**Written instruction:**
Express each line of the material below as a JSON list of strings, one string per line, with blank lines omitted and the pictures left out.

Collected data
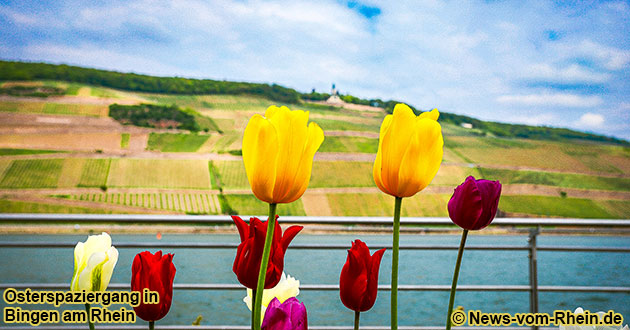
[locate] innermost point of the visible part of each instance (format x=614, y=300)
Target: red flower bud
x=474, y=203
x=249, y=252
x=358, y=283
x=156, y=273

**Result:**
[
  "[locate] innermost point of the visible part of each instance (format x=614, y=300)",
  "Target: red flower bud",
  "x=474, y=203",
  "x=249, y=252",
  "x=358, y=283",
  "x=156, y=273"
]